=== Text shown ===
That alternate world is portrayed in Mr. & Mrs. Smith, the new Amazon television series about an espionage-inflected arranged marriage between two employees of a shadowy organization. The titular couple, played by Donald Glover and Maya Erskine, is sent in the second episode to intercept a wealthy man trying to purchase the Warhol painting during a glitzy New York function.

A painting of an image of an automobile accident repeated many times over beside a panel of white. The tall painting is hung high above people's heads, beneath a sign that reads 'Sotheby's.'
The real Silver Car Crash (Double Disaster) during its auction at Sotheby’s in 2013.

No Warhol painting of that caliber would ever be sold at a party like that one, of course. Silver Car Crash (Double Disaster) belongs to “Death and Disaster,” an acclaimed series in which the artist appropriated sleazy images of carnage, and screen-printed them repeatedly, so that the images appeared distressed and only partially inked. The “Death and Disaster” works are among Warhol’s most famous ones, with some residing in major institutions.

=== Excerpts from segmentation records ===
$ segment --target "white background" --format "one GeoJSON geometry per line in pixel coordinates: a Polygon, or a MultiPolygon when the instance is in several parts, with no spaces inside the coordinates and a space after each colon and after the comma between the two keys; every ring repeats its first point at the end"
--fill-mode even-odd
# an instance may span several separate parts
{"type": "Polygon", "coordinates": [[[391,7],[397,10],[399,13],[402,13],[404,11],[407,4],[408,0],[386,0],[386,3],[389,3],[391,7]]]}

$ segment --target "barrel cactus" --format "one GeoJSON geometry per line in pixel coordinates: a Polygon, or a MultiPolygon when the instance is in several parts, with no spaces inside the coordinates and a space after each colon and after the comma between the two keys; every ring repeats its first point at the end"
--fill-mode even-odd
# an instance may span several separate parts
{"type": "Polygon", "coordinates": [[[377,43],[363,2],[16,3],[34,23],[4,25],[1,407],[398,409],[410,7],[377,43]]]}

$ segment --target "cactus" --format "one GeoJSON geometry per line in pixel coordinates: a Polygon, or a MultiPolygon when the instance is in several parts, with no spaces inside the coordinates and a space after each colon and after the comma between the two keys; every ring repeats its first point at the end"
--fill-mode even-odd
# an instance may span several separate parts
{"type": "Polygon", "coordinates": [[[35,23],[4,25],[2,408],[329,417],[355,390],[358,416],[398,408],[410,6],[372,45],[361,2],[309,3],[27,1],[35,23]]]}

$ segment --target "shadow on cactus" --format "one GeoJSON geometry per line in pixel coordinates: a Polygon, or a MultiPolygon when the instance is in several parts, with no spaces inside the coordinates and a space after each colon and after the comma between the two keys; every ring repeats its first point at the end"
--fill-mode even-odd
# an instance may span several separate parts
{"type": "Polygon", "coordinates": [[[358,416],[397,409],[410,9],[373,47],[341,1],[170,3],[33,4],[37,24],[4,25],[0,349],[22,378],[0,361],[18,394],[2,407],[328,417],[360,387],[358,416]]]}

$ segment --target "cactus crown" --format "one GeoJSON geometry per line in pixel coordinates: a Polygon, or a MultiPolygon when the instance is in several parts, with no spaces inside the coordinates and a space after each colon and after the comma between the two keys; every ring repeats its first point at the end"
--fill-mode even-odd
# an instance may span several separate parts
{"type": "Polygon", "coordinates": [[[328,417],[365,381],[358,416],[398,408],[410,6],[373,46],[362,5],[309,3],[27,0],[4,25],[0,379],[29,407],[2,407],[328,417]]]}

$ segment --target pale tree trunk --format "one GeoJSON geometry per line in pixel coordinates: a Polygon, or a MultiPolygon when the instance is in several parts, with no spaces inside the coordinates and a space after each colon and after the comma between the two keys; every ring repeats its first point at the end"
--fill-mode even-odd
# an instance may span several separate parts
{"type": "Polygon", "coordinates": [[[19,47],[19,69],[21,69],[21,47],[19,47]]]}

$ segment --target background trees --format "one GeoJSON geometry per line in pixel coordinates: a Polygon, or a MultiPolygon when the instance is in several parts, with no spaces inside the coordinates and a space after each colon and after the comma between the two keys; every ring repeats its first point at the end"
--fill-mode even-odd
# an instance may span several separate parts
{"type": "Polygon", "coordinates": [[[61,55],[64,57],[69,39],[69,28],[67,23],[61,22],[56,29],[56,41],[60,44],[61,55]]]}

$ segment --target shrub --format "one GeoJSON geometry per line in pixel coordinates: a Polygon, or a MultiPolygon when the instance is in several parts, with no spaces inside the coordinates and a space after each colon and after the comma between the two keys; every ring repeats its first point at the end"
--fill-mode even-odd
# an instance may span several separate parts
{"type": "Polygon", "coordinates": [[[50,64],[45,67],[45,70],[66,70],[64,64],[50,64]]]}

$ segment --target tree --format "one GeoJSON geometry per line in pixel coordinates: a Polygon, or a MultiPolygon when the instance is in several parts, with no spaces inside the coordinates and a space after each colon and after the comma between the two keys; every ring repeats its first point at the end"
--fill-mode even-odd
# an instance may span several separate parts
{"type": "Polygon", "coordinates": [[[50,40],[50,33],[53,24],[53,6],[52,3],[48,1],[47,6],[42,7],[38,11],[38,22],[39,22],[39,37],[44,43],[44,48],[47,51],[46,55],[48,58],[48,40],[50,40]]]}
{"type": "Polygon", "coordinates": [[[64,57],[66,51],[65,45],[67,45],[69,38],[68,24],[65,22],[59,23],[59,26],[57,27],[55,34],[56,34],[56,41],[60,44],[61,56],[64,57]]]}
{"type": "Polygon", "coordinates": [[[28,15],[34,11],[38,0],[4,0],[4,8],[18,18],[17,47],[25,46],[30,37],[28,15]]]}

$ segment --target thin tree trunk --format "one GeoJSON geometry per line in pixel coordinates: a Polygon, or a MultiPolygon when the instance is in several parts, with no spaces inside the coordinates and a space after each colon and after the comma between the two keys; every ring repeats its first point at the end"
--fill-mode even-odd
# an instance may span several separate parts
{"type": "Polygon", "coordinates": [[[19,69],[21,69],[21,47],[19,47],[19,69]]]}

=== Task instructions ===
A. Decide whether each statement agrees with the passage on the Warhol painting, answering yes or no and quoting the words of the passage that settle it: (i) Donald Glover and Maya Erskine play the married couple in the series; (ii) the couple is sent to intercept the buyer in the first episode; (iii) Silver Car Crash (Double Disaster) was auctioned at Christie's.
B. Continue the passage on the Warhol painting, picking up after its final sentence.

=== Task-by-task answers ===
A.
(i) Yes: "The titular couple, played by Donald Glover and Maya Erskine"
(ii) No: "is sent in the second episode"
(iii) No: "during its auction at Sotheby’s in 2013"

B.
That’s why the Sotheby’s auction was so highly anticipated. The real Silver Car Crash (Double Disaster) had been held in the same European private collection for 20 years before coming to sale in 2013, and was pegged with an $80 million high estimate. The painting ended up besting that; the record minted by the sale stood until 2022, when a Warhol painting of Marilyn Monroe sold at auction for $195 million.

It’s not clear who bought Silver Car Crash (Double Disaster), but the bidder for the version of Mr. & Mrs. Smith is a billionaire played by John Turturro, of Big Lebowski fame. We won’t spoil what happens once he is intercepted by John and Jane Smith, but we’ll leave it at this: the actual buyer of Silver Car Crash (Double Disaster) probably fared better.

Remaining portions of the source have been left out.